Written instruction 1: Reproduce the rows word for word, from the first row through the line that contains "pixel 725 933", with both of those lines included.

Source document:
++++

The old guard women would talk shit on anyone for anything. They’d stand over someone folding napkins and say “Those are getting a little puffy.” The men were different. The guys who worked in the kitchen didn’t bother with that. They maintained the standard food industry atmosphere: a healthy 50/50 blend of sexual harassment and good clean fun.
Though the women were the ones to be feared, I escaped judgment, because I was competent at my job and my uniform was together. I blended in as a member of the chorus moving in step with the company.
I slept late one Saturday after a Friday night shift, and got up to wash my black shirt before the day’s long drive to a wedding in the suburbs. I had only one black shirt and I washed it after every shift, so missing the window to get it done in time was a risky move. It got through the wash, but I had to take it out of the dryer mid-run or I would be late. It was still damp. I figured I would just hang it on a hanger in the car on that little hook I’ve never used in my life, and hopefully after the hour drive it would be dry.
I barrelled down 76, wearing my black pants and a skimpy black tank, sunglasses on, shirt bouncing from the hanger. It was a beautiful March day. Maybe if I rolled down the windows, the wind would help the shirt dry faster. Brilliant!
I rolled down all four windows all the way to get the air circulating. The wind rushed in and the shirt danced on the hanger as Steppenwolfe played and the cool air hit my face. I was so alive! All of a sudden, the wind sucked the shirt right out the window.
In my mind, the slow-motion disaster was narrated with closed captions (“This thing is happening. Is this thing happening? I don’t want this thing to happen. This thing just happened”). A montage of the life of the shirt flashed before my eyes, from when I bought it in the boy’s section at Macy’s to when I took it out of the washer that morning.
Maybe if I stopped the car, pulled over on the shoulder and somehow ran across the road, I could retrieve it. I could just hold my hand up like people do to help those toads get across during mating season, and dart over and grab it. I looked in the rearview mirror to see if I could spot it and God immediately said YOU’RE NOT IN CHARGE as I saw the shirt bouncing like a tumbleweed and then getting run over by a tractor trailer. Crap. Were other cars seeing this? What if they thought I did this on purpose? Would some public radio donor write down my tag number and report me for being a litterbug?
Now I was showing up for my shift without my uniform shirt, which was the ultimate sin, and I would be seen as an incompetent, weak link in the chain, an affront to the old guard. I didn’t have to tell them what had happened, but I refused to entertain the thought of saying I forgot my shirt, because I didn’t! I may be someone who purposely rolls the window down all the way while going seventy on the highway on a blustery day with a five ounce piece of fabric dangling by an air tunnel, but I am not someone who is UNPREPARED!

++++

Records shown:
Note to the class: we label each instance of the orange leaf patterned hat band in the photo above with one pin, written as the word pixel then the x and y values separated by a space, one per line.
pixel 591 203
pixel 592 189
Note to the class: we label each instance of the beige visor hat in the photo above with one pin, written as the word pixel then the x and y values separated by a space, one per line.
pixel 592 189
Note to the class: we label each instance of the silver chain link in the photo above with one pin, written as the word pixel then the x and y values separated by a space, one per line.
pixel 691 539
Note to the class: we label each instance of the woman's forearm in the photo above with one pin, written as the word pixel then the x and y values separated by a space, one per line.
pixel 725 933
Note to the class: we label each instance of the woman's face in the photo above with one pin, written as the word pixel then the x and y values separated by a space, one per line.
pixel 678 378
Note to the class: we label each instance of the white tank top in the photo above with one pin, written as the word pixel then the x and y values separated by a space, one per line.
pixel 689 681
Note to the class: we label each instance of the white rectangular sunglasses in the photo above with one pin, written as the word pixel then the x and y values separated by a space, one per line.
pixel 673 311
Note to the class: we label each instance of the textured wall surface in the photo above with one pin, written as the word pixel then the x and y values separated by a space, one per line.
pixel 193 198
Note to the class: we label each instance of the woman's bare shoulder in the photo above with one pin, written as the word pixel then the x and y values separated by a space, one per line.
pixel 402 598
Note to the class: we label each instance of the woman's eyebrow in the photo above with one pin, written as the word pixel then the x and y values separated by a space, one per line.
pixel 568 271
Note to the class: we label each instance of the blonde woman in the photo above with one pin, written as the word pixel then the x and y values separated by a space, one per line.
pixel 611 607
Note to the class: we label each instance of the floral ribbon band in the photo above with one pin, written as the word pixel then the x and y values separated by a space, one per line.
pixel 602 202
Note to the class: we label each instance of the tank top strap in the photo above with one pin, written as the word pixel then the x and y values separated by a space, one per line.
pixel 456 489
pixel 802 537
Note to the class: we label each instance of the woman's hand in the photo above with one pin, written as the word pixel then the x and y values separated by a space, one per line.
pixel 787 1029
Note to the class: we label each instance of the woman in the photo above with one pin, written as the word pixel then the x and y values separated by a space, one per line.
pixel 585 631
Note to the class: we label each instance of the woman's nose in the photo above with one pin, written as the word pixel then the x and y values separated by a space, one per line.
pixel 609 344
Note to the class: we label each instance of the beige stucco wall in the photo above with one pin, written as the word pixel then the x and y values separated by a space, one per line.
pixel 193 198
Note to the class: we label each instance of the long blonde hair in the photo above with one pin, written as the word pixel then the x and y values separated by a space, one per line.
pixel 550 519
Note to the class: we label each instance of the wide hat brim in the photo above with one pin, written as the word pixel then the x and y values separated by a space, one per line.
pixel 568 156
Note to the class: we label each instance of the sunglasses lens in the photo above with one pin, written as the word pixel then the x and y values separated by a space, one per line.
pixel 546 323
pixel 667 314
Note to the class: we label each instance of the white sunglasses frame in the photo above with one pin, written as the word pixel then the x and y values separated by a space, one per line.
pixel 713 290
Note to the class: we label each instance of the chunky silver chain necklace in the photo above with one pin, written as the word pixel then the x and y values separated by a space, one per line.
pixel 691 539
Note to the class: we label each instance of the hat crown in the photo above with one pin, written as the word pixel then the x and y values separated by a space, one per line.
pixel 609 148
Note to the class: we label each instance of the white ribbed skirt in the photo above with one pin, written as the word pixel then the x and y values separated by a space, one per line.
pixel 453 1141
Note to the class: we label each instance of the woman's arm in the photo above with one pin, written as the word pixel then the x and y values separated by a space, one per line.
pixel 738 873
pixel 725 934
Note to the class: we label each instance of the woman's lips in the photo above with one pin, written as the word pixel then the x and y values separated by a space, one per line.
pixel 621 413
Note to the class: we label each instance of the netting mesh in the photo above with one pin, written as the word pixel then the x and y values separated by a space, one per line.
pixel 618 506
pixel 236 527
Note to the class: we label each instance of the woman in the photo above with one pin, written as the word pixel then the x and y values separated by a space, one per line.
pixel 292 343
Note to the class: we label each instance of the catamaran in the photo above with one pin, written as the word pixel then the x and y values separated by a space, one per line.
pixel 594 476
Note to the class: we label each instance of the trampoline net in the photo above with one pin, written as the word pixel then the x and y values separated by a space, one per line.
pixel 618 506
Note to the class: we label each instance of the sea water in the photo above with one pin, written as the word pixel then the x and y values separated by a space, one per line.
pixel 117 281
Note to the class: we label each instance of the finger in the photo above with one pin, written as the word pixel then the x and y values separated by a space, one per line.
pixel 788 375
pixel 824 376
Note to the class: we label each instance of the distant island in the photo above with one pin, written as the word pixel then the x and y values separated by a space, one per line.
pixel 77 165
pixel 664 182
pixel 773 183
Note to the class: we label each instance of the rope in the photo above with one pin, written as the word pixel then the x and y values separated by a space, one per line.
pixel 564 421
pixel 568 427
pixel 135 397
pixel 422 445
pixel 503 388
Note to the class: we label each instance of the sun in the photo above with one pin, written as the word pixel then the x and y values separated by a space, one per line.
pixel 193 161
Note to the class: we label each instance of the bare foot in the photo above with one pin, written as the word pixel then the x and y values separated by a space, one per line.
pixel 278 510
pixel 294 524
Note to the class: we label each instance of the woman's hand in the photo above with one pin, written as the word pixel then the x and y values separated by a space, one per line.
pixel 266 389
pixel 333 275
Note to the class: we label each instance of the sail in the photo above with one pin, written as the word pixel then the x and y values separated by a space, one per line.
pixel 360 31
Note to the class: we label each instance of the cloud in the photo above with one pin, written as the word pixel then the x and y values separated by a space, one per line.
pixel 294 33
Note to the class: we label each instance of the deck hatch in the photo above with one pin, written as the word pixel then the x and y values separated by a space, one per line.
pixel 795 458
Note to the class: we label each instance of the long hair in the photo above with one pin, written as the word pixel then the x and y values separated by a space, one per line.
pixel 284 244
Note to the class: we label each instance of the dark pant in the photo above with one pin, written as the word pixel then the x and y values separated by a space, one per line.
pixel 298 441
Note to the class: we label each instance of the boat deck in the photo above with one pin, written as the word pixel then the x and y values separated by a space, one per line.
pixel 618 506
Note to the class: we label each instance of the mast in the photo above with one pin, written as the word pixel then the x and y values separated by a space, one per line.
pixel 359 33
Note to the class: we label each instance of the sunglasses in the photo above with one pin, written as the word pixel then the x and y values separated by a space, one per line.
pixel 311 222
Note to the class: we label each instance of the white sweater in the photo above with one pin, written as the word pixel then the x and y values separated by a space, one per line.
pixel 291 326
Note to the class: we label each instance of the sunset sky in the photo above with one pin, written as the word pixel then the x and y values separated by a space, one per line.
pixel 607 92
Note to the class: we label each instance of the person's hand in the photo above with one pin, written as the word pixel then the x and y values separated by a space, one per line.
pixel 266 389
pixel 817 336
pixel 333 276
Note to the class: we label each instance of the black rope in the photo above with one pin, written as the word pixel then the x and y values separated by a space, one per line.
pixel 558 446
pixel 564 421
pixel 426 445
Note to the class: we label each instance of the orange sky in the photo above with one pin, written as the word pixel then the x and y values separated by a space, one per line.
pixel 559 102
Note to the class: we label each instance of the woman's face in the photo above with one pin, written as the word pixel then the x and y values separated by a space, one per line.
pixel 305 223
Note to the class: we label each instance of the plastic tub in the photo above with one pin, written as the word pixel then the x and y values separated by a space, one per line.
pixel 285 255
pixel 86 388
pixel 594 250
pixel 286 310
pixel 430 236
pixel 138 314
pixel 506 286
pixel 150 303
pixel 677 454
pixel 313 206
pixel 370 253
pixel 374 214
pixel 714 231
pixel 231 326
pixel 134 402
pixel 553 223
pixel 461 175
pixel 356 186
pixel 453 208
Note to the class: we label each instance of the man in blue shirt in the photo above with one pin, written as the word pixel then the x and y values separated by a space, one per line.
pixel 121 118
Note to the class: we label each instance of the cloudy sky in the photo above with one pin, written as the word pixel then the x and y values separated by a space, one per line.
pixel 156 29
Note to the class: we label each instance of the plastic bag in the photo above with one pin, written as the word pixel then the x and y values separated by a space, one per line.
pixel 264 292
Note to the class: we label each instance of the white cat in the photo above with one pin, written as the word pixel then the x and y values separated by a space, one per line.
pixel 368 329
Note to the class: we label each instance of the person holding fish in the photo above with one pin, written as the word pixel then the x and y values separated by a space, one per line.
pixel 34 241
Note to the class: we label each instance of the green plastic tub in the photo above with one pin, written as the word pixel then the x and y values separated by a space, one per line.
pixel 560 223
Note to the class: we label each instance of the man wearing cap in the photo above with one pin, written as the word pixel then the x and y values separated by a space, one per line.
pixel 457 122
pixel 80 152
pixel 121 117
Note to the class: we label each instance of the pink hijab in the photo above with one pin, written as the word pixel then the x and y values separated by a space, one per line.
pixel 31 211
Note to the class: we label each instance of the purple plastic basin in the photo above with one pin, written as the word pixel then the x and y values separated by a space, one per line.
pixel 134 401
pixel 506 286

++++

Written instruction 2: Translate this sentence from the essay about the lost work shirt into Spanish: "I rolled down all four windows all the way to get the air circulating."

Written answer 1:
Note to the class: we label each instance of the orange leaf patterned hat band in the photo above with one pin, written as the word pixel then the x and y values separated by a space, one per line.
pixel 591 203
pixel 592 189
Note to the class: we label each instance of the beige visor hat in the photo above with one pin, written as the word pixel then the x and y values separated by a space, one per line.
pixel 592 189
Note to the class: we label each instance of the silver chain link in the photo above with one pin, written as the word pixel then the x and y values separated by a space, one per line.
pixel 691 539
Note to the class: we label each instance of the woman's forearm in the photo above with one pin, written as the word pixel then the x and y values separated by a space, one per line.
pixel 725 933

Written answer 2: Bajé por completo las cuatro ventanillas para que circulara el aire.